◆ CHALLENGE ◆
Format each line of the data that follows as a row in a Markdown table with the columns "No." and "Text", numbering the rows in order and skipping blank lines. Leave the pictures out of the table.

◆ Detection annotation data ◆
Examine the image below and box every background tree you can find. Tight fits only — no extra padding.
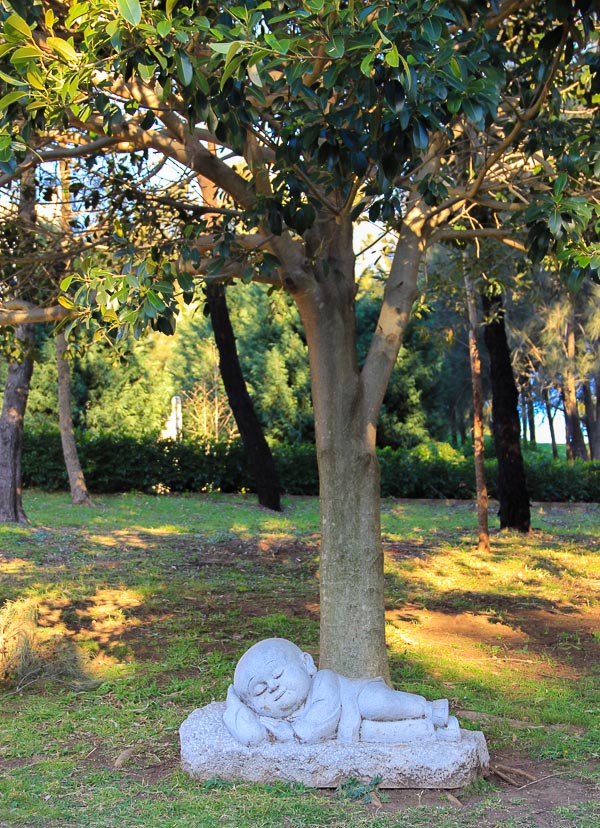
[0,0,600,675]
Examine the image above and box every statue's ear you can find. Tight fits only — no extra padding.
[302,653,317,678]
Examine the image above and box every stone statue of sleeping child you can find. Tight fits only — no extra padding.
[223,638,460,747]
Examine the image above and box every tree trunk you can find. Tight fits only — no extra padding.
[527,386,537,451]
[582,380,598,460]
[563,319,588,460]
[465,268,490,552]
[292,218,389,679]
[56,331,92,506]
[591,372,600,460]
[520,384,527,445]
[206,284,281,512]
[542,388,558,460]
[482,296,534,532]
[0,325,35,523]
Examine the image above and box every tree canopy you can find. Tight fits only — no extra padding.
[0,0,600,675]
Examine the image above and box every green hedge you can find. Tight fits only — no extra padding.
[23,432,600,503]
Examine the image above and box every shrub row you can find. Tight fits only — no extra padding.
[23,432,600,502]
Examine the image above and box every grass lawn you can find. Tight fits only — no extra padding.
[0,491,600,828]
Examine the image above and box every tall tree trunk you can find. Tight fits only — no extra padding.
[0,325,35,523]
[591,372,600,460]
[582,380,598,460]
[206,284,281,512]
[563,319,588,460]
[527,386,537,451]
[465,274,490,552]
[542,388,558,460]
[519,384,527,445]
[56,331,92,506]
[292,220,389,679]
[482,295,533,532]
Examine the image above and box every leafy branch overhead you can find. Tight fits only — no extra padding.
[0,0,600,330]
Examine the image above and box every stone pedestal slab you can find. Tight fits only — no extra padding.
[179,702,489,789]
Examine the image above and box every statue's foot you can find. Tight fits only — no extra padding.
[435,716,460,742]
[431,699,450,727]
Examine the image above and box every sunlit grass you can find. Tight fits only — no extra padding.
[0,492,600,828]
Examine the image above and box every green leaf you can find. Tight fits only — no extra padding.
[4,14,33,40]
[385,43,400,67]
[325,35,346,58]
[0,69,27,86]
[548,207,562,236]
[175,49,194,86]
[10,45,42,63]
[413,122,429,150]
[156,20,172,37]
[117,0,142,26]
[209,41,239,55]
[554,173,569,196]
[246,64,263,86]
[450,57,462,80]
[46,37,78,63]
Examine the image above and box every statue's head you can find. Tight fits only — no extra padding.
[233,638,317,719]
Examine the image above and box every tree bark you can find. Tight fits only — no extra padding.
[482,296,531,532]
[582,380,600,460]
[0,325,35,524]
[56,331,92,506]
[465,268,490,552]
[520,384,527,445]
[293,215,389,679]
[206,284,281,512]
[563,319,588,460]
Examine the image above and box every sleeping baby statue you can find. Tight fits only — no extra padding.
[223,638,461,747]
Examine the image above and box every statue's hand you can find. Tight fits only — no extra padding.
[223,685,267,747]
[259,716,294,742]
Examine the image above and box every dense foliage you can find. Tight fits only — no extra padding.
[23,431,600,503]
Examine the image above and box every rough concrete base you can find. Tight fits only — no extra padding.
[179,702,489,788]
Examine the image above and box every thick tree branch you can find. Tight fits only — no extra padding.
[0,301,76,327]
[429,227,527,253]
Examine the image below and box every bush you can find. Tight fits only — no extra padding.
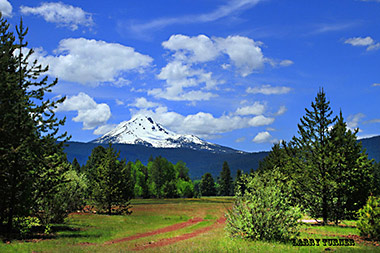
[37,169,88,225]
[13,216,41,237]
[357,196,380,240]
[226,170,301,241]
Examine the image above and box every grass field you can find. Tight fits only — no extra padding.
[0,197,380,252]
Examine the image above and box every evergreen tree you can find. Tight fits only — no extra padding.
[286,89,336,224]
[258,143,287,173]
[329,112,374,221]
[219,161,233,196]
[71,157,81,173]
[200,172,216,196]
[92,144,133,214]
[0,14,66,231]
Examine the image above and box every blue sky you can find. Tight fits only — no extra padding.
[0,0,380,151]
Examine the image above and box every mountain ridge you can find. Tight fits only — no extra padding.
[90,115,244,153]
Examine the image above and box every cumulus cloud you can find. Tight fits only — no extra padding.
[215,36,265,77]
[0,0,13,17]
[248,115,274,127]
[246,84,292,95]
[347,113,365,130]
[20,2,94,31]
[252,131,277,143]
[279,60,294,67]
[235,102,266,115]
[275,105,288,116]
[154,34,293,101]
[344,36,380,51]
[130,0,262,34]
[57,92,111,130]
[162,34,219,62]
[129,97,160,108]
[235,137,245,143]
[148,60,217,101]
[36,38,153,86]
[93,124,117,135]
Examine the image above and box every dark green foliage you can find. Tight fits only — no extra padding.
[71,158,81,172]
[356,196,380,240]
[258,143,287,171]
[218,161,233,196]
[91,144,133,214]
[226,169,301,242]
[287,89,336,223]
[0,15,65,231]
[200,173,216,196]
[329,112,373,224]
[149,156,178,198]
[258,90,374,224]
[234,170,245,194]
[373,162,380,196]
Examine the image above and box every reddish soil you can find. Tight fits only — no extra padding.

◆ COMPLETED TASK ◆
| No. | Text |
|---|---|
| 1 | Examine the image below and box every background tree you can find. Tight fits only — no extra padding. |
| 2 | [0,0,600,675] |
| 3 | Examine the image above and box every statue's ear you can find. Tight fits only — no extra padding. |
| 4 | [302,653,317,678] |
| 5 | Examine the image above and box every stone statue of sleeping child you can find. Tight fits only — no extra padding. |
| 6 | [223,638,460,747] |
| 7 | Examine the image above and box every tree trunk you can find. Tight fits only — no extra padding. |
| 8 | [527,386,537,451] |
| 9 | [582,380,598,460] |
| 10 | [563,319,588,460] |
| 11 | [465,268,490,552] |
| 12 | [292,218,389,679] |
| 13 | [56,331,92,506] |
| 14 | [591,372,600,460] |
| 15 | [520,384,527,445] |
| 16 | [206,284,281,512] |
| 17 | [542,388,558,460] |
| 18 | [482,296,534,532] |
| 19 | [0,325,35,523] |
| 20 | Examine the image above and box every tree canopy you can find. Tight fits only — no extra padding. |
| 21 | [0,0,600,675] |
| 22 | Examine the image above and box every green hedge you can find. Tight fits only — no extra padding. |
| 23 | [23,432,600,503] |
| 24 | Examine the image above and box every shrub row you can find. Tight fits only — no extra padding. |
| 25 | [23,432,600,502] |
| 26 | Examine the image above and box every grass lawn you can find. Tight fits only — no extra padding. |
| 27 | [0,491,600,828] |
| 28 | Examine the image above and box every tall tree trunk you can find. Tight fits only — no extra padding. |
| 29 | [0,325,35,523] |
| 30 | [591,372,600,460] |
| 31 | [582,380,598,460] |
| 32 | [206,284,281,512] |
| 33 | [563,319,588,460] |
| 34 | [527,386,537,451] |
| 35 | [465,274,490,552] |
| 36 | [542,388,558,460] |
| 37 | [519,384,527,445] |
| 38 | [56,331,92,506] |
| 39 | [292,220,389,679] |
| 40 | [482,295,533,532] |
| 41 | Examine the image above and box every leafy branch overhead you can find. Tight fits only — no extra padding. |
| 42 | [0,0,600,330] |
| 43 | Examine the image above and box every stone pedestal slab you can find. Tight fits only — no extra padding. |
| 44 | [179,702,489,789] |
| 45 | Examine the image above and box every statue's foot you can find. Tight fits only — no extra padding. |
| 46 | [435,716,460,742] |
| 47 | [431,699,450,727] |
| 48 | Examine the image above and box every sunlit grass you can find. Tight fits only — no extra padding. |
| 49 | [0,492,600,828] |
| 50 | Examine the image above and box every green leaf you can find. Tight fits only — no extra padding. |
| 51 | [4,14,33,40] |
| 52 | [385,43,400,67] |
| 53 | [325,35,346,58] |
| 54 | [0,69,27,86] |
| 55 | [548,207,562,236] |
| 56 | [175,49,194,86] |
| 57 | [10,45,42,63] |
| 58 | [413,122,429,150] |
| 59 | [156,20,172,37] |
| 60 | [117,0,142,26] |
| 61 | [209,41,239,55] |
| 62 | [554,173,569,196] |
| 63 | [246,64,263,86] |
| 64 | [450,57,462,80] |
| 65 | [46,37,78,63] |
| 66 | Examine the image above and box every statue's head you can find. Tight fits only — no extra padding. |
| 67 | [233,638,317,719] |
| 68 | Examine the image above and box every tree bark you can find. Tight fits only — no extra padding. |
| 69 | [482,296,531,532] |
| 70 | [582,380,600,460] |
| 71 | [0,325,35,524] |
| 72 | [56,331,92,506] |
| 73 | [465,268,490,552] |
| 74 | [520,384,527,445] |
| 75 | [293,215,389,679] |
| 76 | [206,284,281,512] |
| 77 | [563,319,588,460] |
| 78 | Examine the image above and box every sleeping baby statue you can find. Tight fits only — no extra padding. |
| 79 | [223,638,461,747] |
| 80 | Examine the image above and box every statue's hand you can find. Tight fits only — no extra padding. |
| 81 | [223,685,267,747] |
| 82 | [259,716,294,742] |
| 83 | Examine the image above and box every dense foliage you can find. Tight fits only — no extra padding. |
| 84 | [23,431,600,503] |
| 85 | Examine the image above and box every rough concrete base you can find. Tight fits only — no extra padding. |
| 86 | [179,702,489,788] |
| 87 | Examine the image above and box every thick tree branch you can find. Tight fits only — no extra padding. |
| 88 | [0,301,76,327] |
| 89 | [429,227,527,253] |
| 90 | Examine the image below and box every bush you can find. Tight fits only — no extra padding. |
| 91 | [37,169,88,225] |
| 92 | [13,216,41,237] |
| 93 | [357,196,380,240] |
| 94 | [226,170,301,241] |
| 95 | Examine the image above and box every grass field you can find. Tight fits only — no extra padding. |
| 96 | [0,197,380,252] |
| 97 | Examine the image above and box every evergreen tree you can find. Tight fits only — no extra padding. |
| 98 | [286,89,336,224] |
| 99 | [258,143,287,173] |
| 100 | [329,112,374,221] |
| 101 | [219,161,233,196] |
| 102 | [71,157,81,173] |
| 103 | [200,172,216,196] |
| 104 | [92,144,133,214] |
| 105 | [0,14,66,231] |
| 106 | Examine the image above and box every blue sky you can find. Tight fits only — no extra padding. |
| 107 | [0,0,380,151] |
| 108 | Examine the image above and box every mountain ridge you can find. Tight fits only — no extra padding. |
| 109 | [90,115,244,153] |
| 110 | Examine the image above and box every cumulus cloud you can find. Tight fits only — no extra padding. |
| 111 | [215,36,265,77] |
| 112 | [0,0,13,17] |
| 113 | [248,115,274,127] |
| 114 | [246,84,292,95] |
| 115 | [347,113,365,130] |
| 116 | [20,2,94,31] |
| 117 | [252,131,277,143] |
| 118 | [279,60,294,67] |
| 119 | [235,102,266,115] |
| 120 | [275,105,288,116] |
| 121 | [154,34,293,101] |
| 122 | [344,36,380,51] |
| 123 | [130,0,262,34] |
| 124 | [57,92,111,130] |
| 125 | [162,34,219,62] |
| 126 | [129,97,160,108] |
| 127 | [235,137,245,143] |
| 128 | [148,60,217,101] |
| 129 | [36,38,153,86] |
| 130 | [93,124,117,135] |
| 131 | Examine the image above and box every dark green foliage you can find. Tight fits only — no extra padding. |
| 132 | [71,158,81,172] |
| 133 | [356,196,380,240] |
| 134 | [258,143,287,171] |
| 135 | [218,161,233,196] |
| 136 | [91,144,133,214] |
| 137 | [226,169,301,242] |
| 138 | [287,89,336,223] |
| 139 | [0,15,65,231] |
| 140 | [200,173,216,196] |
| 141 | [329,112,373,224] |
| 142 | [149,156,178,198] |
| 143 | [258,90,374,224] |
| 144 | [234,170,245,194] |
| 145 | [373,162,380,196] |
| 146 | Examine the image above and box every reddish soil you can find. Tight fits only — no extra padding. |